Given data:
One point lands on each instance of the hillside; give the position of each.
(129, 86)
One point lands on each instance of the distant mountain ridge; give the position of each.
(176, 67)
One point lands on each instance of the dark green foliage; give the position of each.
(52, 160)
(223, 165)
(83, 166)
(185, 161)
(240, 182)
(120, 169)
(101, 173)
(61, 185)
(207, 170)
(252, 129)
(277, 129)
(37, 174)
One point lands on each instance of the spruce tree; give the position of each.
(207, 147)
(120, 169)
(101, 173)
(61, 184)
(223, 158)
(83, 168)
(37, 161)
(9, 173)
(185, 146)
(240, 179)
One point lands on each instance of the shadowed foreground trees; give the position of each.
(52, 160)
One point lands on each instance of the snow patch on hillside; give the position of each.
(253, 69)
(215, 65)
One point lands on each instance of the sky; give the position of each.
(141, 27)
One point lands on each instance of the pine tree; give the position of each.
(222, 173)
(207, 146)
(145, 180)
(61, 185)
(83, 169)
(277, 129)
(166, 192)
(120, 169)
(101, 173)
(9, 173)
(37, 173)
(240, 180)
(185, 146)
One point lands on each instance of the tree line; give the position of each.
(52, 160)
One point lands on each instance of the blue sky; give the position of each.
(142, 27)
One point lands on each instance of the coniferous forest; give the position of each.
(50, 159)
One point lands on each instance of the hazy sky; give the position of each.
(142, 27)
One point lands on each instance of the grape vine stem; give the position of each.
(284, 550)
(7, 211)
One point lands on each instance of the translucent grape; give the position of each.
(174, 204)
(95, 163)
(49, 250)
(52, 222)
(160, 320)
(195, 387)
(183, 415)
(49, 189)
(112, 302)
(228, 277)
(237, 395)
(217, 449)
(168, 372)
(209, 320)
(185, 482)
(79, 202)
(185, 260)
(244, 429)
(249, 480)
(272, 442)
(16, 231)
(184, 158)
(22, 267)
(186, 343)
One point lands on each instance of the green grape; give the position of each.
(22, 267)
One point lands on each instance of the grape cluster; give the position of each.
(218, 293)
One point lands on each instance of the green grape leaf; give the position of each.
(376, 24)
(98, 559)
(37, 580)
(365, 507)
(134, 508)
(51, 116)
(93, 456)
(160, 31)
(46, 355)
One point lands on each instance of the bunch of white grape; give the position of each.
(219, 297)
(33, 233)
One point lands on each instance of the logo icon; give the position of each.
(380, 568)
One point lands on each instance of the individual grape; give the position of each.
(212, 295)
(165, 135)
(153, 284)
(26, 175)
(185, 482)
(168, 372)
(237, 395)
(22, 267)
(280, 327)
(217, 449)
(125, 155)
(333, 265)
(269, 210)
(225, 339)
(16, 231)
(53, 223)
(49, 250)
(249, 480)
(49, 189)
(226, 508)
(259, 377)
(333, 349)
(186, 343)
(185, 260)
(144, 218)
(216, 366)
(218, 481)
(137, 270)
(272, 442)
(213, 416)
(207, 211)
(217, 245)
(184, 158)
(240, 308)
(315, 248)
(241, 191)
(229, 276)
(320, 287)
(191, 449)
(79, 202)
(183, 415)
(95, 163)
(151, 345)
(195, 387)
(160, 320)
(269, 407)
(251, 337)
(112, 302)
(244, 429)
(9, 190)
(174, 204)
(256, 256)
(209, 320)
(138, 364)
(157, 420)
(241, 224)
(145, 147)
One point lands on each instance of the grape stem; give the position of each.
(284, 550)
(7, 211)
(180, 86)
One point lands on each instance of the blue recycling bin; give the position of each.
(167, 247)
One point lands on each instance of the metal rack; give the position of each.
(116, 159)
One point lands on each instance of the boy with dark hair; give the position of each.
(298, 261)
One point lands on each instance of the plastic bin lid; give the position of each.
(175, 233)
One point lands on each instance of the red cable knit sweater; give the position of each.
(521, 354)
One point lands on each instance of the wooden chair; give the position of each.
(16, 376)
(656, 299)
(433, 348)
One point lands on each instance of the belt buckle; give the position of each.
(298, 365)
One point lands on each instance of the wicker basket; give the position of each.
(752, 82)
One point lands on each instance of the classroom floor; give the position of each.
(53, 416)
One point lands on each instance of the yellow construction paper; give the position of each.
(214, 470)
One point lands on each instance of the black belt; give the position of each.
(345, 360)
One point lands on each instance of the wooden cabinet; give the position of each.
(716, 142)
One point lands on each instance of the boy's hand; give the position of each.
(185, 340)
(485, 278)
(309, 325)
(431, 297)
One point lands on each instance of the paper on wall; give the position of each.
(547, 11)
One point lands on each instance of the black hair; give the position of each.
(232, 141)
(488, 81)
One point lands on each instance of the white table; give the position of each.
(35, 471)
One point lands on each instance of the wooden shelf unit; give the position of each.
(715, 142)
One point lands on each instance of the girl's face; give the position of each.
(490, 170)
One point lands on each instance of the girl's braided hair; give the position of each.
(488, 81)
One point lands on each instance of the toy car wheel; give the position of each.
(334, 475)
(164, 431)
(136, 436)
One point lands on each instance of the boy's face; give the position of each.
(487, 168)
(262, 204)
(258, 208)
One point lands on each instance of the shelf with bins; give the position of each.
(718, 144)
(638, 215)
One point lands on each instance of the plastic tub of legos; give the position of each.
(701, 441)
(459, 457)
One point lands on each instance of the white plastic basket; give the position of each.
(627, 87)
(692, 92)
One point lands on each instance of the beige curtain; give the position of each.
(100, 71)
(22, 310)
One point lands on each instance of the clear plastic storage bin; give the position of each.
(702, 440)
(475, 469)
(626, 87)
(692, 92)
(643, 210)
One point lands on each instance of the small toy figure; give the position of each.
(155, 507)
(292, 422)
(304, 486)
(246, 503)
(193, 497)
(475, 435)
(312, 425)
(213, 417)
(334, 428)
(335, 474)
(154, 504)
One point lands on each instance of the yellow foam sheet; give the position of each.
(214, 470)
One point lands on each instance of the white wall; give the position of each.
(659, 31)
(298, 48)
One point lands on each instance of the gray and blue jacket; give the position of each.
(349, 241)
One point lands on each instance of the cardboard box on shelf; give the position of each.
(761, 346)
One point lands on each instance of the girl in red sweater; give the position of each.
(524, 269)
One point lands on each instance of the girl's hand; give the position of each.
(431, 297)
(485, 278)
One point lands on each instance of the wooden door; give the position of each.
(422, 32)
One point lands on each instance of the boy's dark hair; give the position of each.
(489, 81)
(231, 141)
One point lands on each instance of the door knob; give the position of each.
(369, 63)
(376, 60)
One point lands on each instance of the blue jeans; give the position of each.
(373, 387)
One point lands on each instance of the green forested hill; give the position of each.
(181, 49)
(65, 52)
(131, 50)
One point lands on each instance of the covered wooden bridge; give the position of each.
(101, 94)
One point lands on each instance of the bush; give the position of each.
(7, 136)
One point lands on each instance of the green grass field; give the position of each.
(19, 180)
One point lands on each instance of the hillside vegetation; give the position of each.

Stated problem: Reproduce all of the records above verbatim, from the first line through the last, with no changes to wording, numbers, or order.

Answer in full:
One point lands on each instance of the hillside; give the position of each.
(129, 86)
One point lands on each instance of the distant mountain ridge; give the position of each.
(176, 67)
One point lands on each instance of the dark green foliage; give the position of each.
(52, 160)
(223, 165)
(83, 166)
(185, 161)
(240, 182)
(120, 169)
(101, 173)
(61, 185)
(207, 170)
(252, 129)
(277, 129)
(37, 174)
One point lands on each instance of the spruce tree; give the position of each.
(207, 147)
(120, 169)
(101, 173)
(61, 184)
(223, 158)
(83, 168)
(37, 161)
(9, 173)
(185, 146)
(240, 179)
One point lands on each instance of the shadowed foreground trees; give the position of each.
(52, 160)
One point lands on each instance of the snow patch on hillside; give the position of each.
(253, 69)
(215, 65)
One point lands on each instance of the sky; give the position of each.
(141, 27)
One point lands on each instance of the pine tree; give the position of each.
(222, 173)
(207, 146)
(145, 180)
(61, 185)
(83, 169)
(277, 129)
(166, 192)
(120, 169)
(101, 173)
(9, 173)
(37, 173)
(240, 180)
(185, 146)
One point lands on each instance of the tree line; give the position of each.
(52, 160)
One point lands on each instance of the blue sky; give the position of each.
(142, 27)
One point lands on each instance of the coniferous forest; give the position of each.
(50, 159)
One point lands on each instance of the hazy sky; give the position of each.
(142, 27)
One point lands on each instance of the grape vine stem; give the position of each.
(284, 550)
(7, 211)
One point lands on each instance of the translucent grape; give the position of each.
(174, 204)
(95, 163)
(49, 250)
(52, 222)
(160, 320)
(195, 387)
(183, 415)
(49, 189)
(112, 302)
(228, 277)
(237, 395)
(217, 449)
(168, 372)
(209, 320)
(185, 482)
(79, 202)
(185, 260)
(244, 429)
(249, 480)
(272, 442)
(16, 231)
(184, 158)
(22, 267)
(186, 343)
One point lands on each instance of the green grape; give the position of each.
(22, 267)
One point lands on each instance of the grape cluster; give the position of each.
(218, 293)
One point lands on each instance of the green grape leaf; give the position of each.
(376, 24)
(98, 559)
(37, 580)
(365, 507)
(134, 508)
(51, 116)
(93, 456)
(160, 31)
(46, 355)
One point lands on each instance of the bunch of white grape; give the position of each.
(219, 297)
(33, 233)
One point lands on each instance of the logo icon; give the position of each.
(380, 568)
One point lands on each instance of the individual grape; give the position of each.
(212, 295)
(165, 135)
(153, 284)
(26, 175)
(185, 482)
(168, 372)
(237, 395)
(22, 267)
(280, 327)
(217, 449)
(125, 155)
(333, 265)
(269, 210)
(225, 339)
(16, 231)
(53, 223)
(49, 250)
(249, 480)
(49, 189)
(226, 508)
(259, 377)
(333, 349)
(186, 343)
(185, 260)
(144, 218)
(216, 366)
(218, 481)
(137, 270)
(272, 442)
(213, 416)
(207, 211)
(217, 245)
(184, 158)
(240, 308)
(315, 248)
(241, 191)
(229, 276)
(320, 287)
(191, 449)
(79, 202)
(183, 415)
(95, 163)
(151, 345)
(195, 387)
(160, 320)
(269, 407)
(251, 337)
(112, 302)
(244, 429)
(9, 190)
(174, 204)
(256, 256)
(209, 320)
(138, 364)
(157, 420)
(241, 224)
(145, 147)
One point lands on each instance of the grape stem; give the position of each.
(284, 550)
(7, 211)
(180, 86)
One point lands on each instance of the blue recycling bin; give the position of each.
(167, 247)
One point lands on each instance of the metal rack; give the position of each.
(116, 159)
One point lands on each instance of the boy with dark hair; give the position of each.
(298, 261)
One point lands on each instance of the plastic bin lid; give the position of each.
(175, 233)
One point lands on each instance of the red cable knit sweater; give the position of each.
(521, 354)
One point lands on each instance of the wooden chair; give the position of each.
(16, 376)
(656, 299)
(433, 348)
One point lands on each instance of the belt buckle; give the position of each.
(298, 365)
One point lands on each instance of the wicker basket; give the position of each.
(752, 82)
One point lands on each instance of the classroom floor; give the position of each.
(53, 416)
One point lands on each instance of the yellow construction paper; give the position of each.
(214, 470)
One point lands on each instance of the black belt; give the position of each.
(345, 360)
One point lands on each instance of the wooden cabinet; give the position of each.
(716, 142)
One point lands on each instance of the boy's hand; give the position of each.
(185, 340)
(485, 278)
(309, 325)
(431, 297)
One point lands on each instance of the paper on wall; give the position of each.
(547, 11)
One point lands on each instance of the black hair; give the position of each.
(232, 141)
(488, 81)
One point lands on each instance of the white table; give the position of each.
(35, 471)
One point lands on each instance of the wooden shelf unit; give the position of each.
(715, 142)
One point lands on each instance of the girl's face; give the position of each.
(490, 170)
One point lands on each instance of the girl's braided hair; give the position of each.
(488, 81)
One point lands on each instance of the toy car wheel; give the position of each.
(334, 475)
(164, 431)
(136, 436)
One point lands on each instance of the boy's face; give the position of each.
(487, 168)
(262, 204)
(258, 208)
One point lands on each instance of the shelf with bins; give the position of each.
(718, 144)
(638, 215)
One point lands on each instance of the plastic tub of legos; give the position of each.
(701, 441)
(459, 457)
One point lands on each instance of the white plastic basket; give the position of each.
(627, 87)
(692, 92)
One point lands on each instance of the beige curtain; give the position of each.
(100, 71)
(22, 310)
One point lands on each instance of the clear plastic storage bin; give the position of each.
(702, 440)
(475, 469)
(626, 87)
(692, 92)
(643, 210)
One point lands on each instance of the small toy figure; give the position of each.
(155, 507)
(292, 422)
(304, 486)
(246, 503)
(193, 497)
(475, 435)
(312, 425)
(213, 417)
(334, 428)
(335, 474)
(154, 504)
One point lands on each instance of the yellow foam sheet; give the position of each.
(214, 470)
One point lands on each instance of the white wall; give the position of each.
(659, 31)
(298, 48)
One point lands on each instance of the gray and blue jacket; give the position of each.
(349, 241)
One point lands on each instance of the cardboard box on shelf; give the position of each.
(761, 346)
One point lands on each instance of the girl in red sweater; give the position of each.
(524, 269)
One point lands on each instance of the girl's hand; give the position of each.
(431, 297)
(485, 278)
One point lands on each instance of the wooden door; give the position of each.
(422, 32)
One point lands on each instance of the boy's dark hair; give the position of each.
(489, 81)
(231, 141)
One point lands on each instance of the door knob; give the position of each.
(369, 63)
(376, 60)
One point lands on each instance of the blue jeans; give the position of each.
(373, 387)
One point lands on each instance of the green forested hill; give the position of each.
(181, 49)
(65, 52)
(131, 50)
One point lands on each instance of the covered wooden bridge; give the position of each.
(101, 94)
One point lands on each instance of the bush; give the position of each.
(7, 136)
One point lands on each instance of the green grass field; give the position of each.
(19, 180)
One point lands on each instance of the hillside vegetation; give the position of each.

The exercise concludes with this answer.